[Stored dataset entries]
# # #

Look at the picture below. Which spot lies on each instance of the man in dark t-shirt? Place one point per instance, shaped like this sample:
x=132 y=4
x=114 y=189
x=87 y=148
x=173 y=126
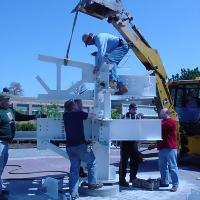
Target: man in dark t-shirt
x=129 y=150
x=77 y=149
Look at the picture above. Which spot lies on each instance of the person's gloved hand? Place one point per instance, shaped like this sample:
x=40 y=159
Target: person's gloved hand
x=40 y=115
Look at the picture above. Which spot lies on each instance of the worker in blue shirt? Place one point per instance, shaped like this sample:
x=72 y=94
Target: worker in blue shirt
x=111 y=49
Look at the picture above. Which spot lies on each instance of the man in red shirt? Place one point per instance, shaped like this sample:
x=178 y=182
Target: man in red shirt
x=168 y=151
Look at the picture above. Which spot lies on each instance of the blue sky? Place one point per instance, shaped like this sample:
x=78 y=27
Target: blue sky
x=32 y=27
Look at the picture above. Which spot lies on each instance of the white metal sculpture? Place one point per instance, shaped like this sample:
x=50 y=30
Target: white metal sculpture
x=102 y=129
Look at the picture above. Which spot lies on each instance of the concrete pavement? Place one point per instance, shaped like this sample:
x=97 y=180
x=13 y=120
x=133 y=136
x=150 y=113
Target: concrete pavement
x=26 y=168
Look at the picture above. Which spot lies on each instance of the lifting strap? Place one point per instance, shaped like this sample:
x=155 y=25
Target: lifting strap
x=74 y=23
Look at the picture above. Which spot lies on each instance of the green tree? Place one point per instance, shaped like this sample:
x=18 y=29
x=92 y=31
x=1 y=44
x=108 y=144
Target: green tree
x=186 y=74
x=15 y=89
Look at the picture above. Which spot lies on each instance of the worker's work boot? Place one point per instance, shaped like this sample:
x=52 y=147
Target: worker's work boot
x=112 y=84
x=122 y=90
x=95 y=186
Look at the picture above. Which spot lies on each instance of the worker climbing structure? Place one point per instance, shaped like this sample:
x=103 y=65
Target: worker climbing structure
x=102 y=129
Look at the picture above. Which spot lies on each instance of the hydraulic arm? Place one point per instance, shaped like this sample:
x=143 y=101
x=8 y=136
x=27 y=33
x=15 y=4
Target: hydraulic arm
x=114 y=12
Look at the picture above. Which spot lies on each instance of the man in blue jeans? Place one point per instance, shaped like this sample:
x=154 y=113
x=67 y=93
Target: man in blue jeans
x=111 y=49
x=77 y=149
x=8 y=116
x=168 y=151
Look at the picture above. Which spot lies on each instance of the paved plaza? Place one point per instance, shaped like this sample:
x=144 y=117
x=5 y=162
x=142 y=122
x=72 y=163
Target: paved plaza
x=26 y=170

# # #

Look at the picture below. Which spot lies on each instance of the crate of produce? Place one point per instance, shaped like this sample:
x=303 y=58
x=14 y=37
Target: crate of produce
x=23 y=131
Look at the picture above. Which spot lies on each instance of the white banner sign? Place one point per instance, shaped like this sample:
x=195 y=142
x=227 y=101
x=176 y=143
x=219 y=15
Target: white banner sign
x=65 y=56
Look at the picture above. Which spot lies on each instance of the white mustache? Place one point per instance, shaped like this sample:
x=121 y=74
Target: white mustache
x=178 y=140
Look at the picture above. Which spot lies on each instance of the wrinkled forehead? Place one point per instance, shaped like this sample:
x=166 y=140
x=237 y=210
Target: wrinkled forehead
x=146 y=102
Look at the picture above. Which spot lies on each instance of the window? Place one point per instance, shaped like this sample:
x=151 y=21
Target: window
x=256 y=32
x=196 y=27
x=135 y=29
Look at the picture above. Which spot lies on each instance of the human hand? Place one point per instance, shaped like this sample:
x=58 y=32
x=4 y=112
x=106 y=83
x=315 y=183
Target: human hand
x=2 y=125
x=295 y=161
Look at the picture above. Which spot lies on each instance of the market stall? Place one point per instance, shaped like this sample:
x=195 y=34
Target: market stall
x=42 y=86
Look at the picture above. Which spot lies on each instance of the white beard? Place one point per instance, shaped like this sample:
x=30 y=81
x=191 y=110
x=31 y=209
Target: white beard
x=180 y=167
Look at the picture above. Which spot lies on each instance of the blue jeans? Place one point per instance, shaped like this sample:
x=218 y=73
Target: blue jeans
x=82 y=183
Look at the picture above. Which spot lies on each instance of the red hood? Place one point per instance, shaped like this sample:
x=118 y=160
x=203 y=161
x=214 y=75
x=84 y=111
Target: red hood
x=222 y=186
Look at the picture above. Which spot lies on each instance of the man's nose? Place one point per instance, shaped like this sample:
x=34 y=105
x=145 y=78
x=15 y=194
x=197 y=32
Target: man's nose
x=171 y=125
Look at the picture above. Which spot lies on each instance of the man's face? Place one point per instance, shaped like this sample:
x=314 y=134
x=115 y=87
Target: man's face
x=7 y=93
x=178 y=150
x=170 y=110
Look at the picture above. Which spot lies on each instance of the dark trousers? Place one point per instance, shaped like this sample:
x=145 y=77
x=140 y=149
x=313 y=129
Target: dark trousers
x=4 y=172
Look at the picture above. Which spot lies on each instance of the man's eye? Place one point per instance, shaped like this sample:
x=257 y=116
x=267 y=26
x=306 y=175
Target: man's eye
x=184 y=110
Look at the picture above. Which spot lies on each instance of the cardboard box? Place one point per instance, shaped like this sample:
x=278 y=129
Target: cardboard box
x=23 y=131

# # #

Instructions for the task | Take the lines between the one holding "of the market" and the one holding "x=180 y=167", inclusive, and substitute "gray beard" for "white beard". Return only those lines, with nothing else changed.

Answer in full |
Look at the picture above. Which spot lies on each instance of the market stall? Place one point per instance, shaped like this sample:
x=195 y=34
Target: market stall
x=42 y=86
Look at the picture above. Which spot lies on each instance of the gray beard? Place one point per instance, shaped like this sample:
x=30 y=81
x=191 y=110
x=31 y=209
Target: gray beard
x=180 y=167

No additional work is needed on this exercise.